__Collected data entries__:
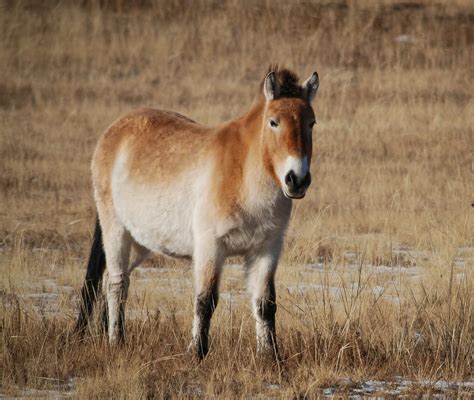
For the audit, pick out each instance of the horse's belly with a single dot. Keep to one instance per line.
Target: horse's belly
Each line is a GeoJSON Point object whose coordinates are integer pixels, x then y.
{"type": "Point", "coordinates": [157, 218]}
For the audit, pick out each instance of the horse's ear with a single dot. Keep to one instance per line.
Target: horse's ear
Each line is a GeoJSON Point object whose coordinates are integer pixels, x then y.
{"type": "Point", "coordinates": [271, 87]}
{"type": "Point", "coordinates": [310, 87]}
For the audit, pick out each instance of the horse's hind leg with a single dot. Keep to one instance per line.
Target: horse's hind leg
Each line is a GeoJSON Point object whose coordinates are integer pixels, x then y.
{"type": "Point", "coordinates": [208, 262]}
{"type": "Point", "coordinates": [117, 243]}
{"type": "Point", "coordinates": [137, 256]}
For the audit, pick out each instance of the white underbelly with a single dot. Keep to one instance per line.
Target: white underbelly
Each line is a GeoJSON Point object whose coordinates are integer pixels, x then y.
{"type": "Point", "coordinates": [157, 218]}
{"type": "Point", "coordinates": [158, 215]}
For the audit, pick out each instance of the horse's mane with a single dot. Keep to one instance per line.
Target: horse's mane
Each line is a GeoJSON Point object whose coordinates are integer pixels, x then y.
{"type": "Point", "coordinates": [288, 80]}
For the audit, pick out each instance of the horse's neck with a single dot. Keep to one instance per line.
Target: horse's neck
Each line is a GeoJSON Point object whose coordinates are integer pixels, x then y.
{"type": "Point", "coordinates": [260, 188]}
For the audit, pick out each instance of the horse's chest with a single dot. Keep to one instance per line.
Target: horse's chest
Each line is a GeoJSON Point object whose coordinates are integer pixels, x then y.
{"type": "Point", "coordinates": [250, 234]}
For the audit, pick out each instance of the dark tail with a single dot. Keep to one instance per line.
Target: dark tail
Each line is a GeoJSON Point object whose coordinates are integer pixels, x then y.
{"type": "Point", "coordinates": [91, 288]}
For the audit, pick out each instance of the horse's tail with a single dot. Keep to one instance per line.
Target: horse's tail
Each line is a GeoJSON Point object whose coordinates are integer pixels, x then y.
{"type": "Point", "coordinates": [92, 282]}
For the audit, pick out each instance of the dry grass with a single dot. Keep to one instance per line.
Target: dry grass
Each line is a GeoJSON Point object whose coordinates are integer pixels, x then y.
{"type": "Point", "coordinates": [376, 280]}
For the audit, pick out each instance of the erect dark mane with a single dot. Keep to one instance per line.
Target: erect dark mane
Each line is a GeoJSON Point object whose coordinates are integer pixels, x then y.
{"type": "Point", "coordinates": [288, 80]}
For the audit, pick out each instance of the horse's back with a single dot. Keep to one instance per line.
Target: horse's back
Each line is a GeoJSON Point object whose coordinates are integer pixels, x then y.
{"type": "Point", "coordinates": [145, 168]}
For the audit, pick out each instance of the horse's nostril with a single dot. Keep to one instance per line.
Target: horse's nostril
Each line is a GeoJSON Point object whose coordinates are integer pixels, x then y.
{"type": "Point", "coordinates": [290, 179]}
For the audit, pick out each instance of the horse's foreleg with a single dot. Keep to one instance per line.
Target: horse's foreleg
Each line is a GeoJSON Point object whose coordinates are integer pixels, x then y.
{"type": "Point", "coordinates": [261, 268]}
{"type": "Point", "coordinates": [207, 270]}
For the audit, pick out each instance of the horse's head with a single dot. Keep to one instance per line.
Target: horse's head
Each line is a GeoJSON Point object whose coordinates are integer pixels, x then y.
{"type": "Point", "coordinates": [288, 121]}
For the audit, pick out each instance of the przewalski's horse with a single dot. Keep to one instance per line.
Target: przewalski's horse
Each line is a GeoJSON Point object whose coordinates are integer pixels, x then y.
{"type": "Point", "coordinates": [164, 183]}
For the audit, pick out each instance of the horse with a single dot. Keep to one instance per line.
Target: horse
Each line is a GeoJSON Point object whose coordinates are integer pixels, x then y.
{"type": "Point", "coordinates": [164, 183]}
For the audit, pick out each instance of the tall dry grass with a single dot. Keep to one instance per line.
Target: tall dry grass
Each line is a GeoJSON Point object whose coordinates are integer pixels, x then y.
{"type": "Point", "coordinates": [376, 278]}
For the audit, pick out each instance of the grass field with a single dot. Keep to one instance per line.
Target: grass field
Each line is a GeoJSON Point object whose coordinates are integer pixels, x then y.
{"type": "Point", "coordinates": [375, 288]}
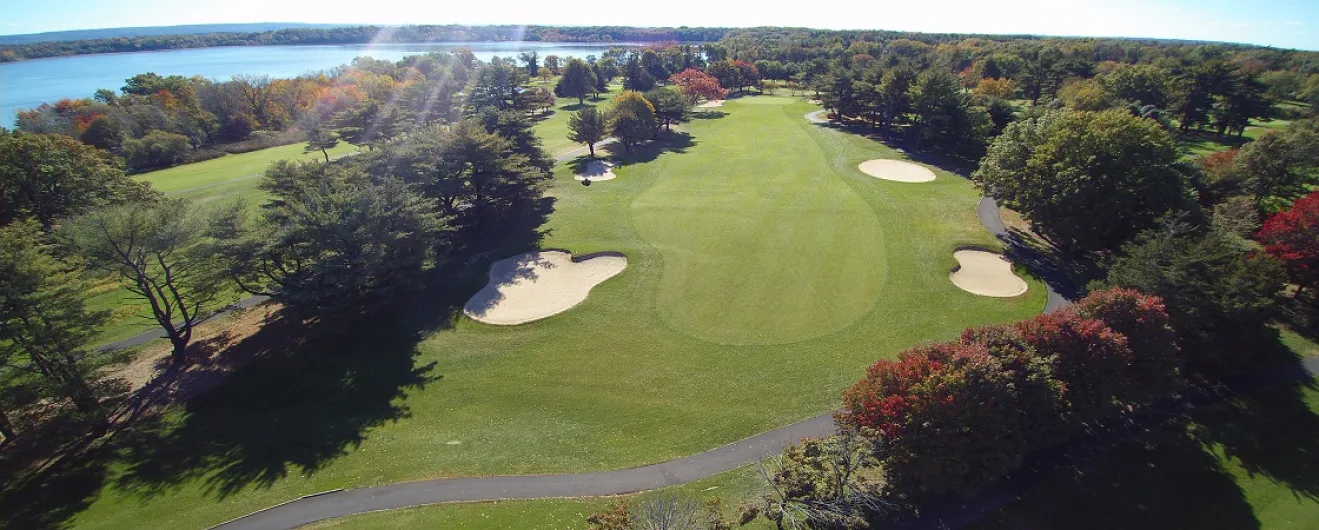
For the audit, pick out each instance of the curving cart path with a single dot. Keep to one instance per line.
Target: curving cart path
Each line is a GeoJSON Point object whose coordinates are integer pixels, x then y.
{"type": "Point", "coordinates": [321, 506]}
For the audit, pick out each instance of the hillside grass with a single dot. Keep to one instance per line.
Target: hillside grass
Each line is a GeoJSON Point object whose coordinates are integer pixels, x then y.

__EXERCISE DESCRIPTION__: Please add 17 to every pixel coordinate in the answers and write out again the items above, from the line holding "For the audit, pick out each instance of the horse's foreleg" through the end of the items, inclusive, with the requests kept. Leave the pictures out.

__TASK RESPONSE__:
For the audit, pick out each instance of the horse's foreleg with a single dot. Keep to one instance per line.
Target: horse's foreleg
Each line is a GeoJSON Point object whose coordinates are integer pixels, x then y.
{"type": "Point", "coordinates": [278, 285]}
{"type": "Point", "coordinates": [224, 287]}
For the audit, pick out each instance of the horse's head with a single dot. Keep to one instance per line.
Target: horse's head
Each line is a GeoJSON Point object whose coordinates are integer pixels, x then y.
{"type": "Point", "coordinates": [305, 138]}
For the audit, pick out each instance of the przewalski's horse with a single dot. Keep to one instance per line.
Target: przewalski's horse
Each line is a GeoJSON Point object whose coordinates are integer pixels, x then y.
{"type": "Point", "coordinates": [181, 200]}
For the audit, pick out each instance of the horse with a single dot. Keep to one instance per line.
Target: horse
Each line is a GeoJSON Point object whose coordinates are integer pixels, x then y.
{"type": "Point", "coordinates": [181, 200]}
For the audit, pick out each instance of the tall dry grass with a single dot. Keep to one instance per line.
Target: tall dry grass
Each line is a GeoJSON Point object whose coordinates are integer pixels, x then y.
{"type": "Point", "coordinates": [393, 295]}
For the audit, pick out each instance of the grass field with a single dot. Keep to one instance per line.
Target: grass field
Each line is a GeoJSON Point object whose coordinates are integer pixels, x then y.
{"type": "Point", "coordinates": [392, 305]}
For the audit, pick out each instance of the curving cart path with a single dot. Keep to one instance per line.
Target: curving cart path
Each line is a GeoJSON Point object whose coordinates are integer pixels, x then y.
{"type": "Point", "coordinates": [338, 523]}
For the audit, pick out each instance of the hillside grass with a single dot. Keep to one instance per line.
Target: hillside grass
Each line is a GeoJSON Point object whose coordinates are integer pixels, x then y.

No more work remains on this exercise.